• _Stated problem_
Set out every one of the records below as a numbered list, omitting any blank lines.

• _Source material_

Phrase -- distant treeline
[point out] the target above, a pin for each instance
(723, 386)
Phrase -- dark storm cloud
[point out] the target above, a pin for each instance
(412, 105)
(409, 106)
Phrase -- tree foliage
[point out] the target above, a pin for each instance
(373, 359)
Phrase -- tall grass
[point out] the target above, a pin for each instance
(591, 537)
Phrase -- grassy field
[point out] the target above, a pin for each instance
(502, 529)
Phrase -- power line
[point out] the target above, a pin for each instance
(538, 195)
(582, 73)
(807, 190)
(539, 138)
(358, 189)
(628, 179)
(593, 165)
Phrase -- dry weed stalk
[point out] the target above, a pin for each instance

• _Completed task_
1. Phrase -- distant treeline
2. [point out] the target above, a pin for each instance
3. (723, 386)
4. Phrase -- dark storm cloud
5. [point out] the target above, a pin for each instance
6. (412, 105)
7. (409, 106)
8. Phrase -- tree foliage
9. [point out] the target above, a pin for each instance
10. (373, 359)
11. Phrase -- tall grass
12. [point out] the target above, a pin for each instance
13. (591, 537)
14. Phrase -- grassy field
15. [point out] the target above, a pin for each instance
16. (502, 529)
17. Phrase -- power line
18. [point out] the target above, a pin for each instance
19. (538, 195)
20. (582, 73)
21. (807, 190)
22. (539, 138)
23. (358, 189)
24. (628, 179)
25. (593, 165)
26. Phrase -- dry weed stalk
27. [point out] the target above, a pin for each instance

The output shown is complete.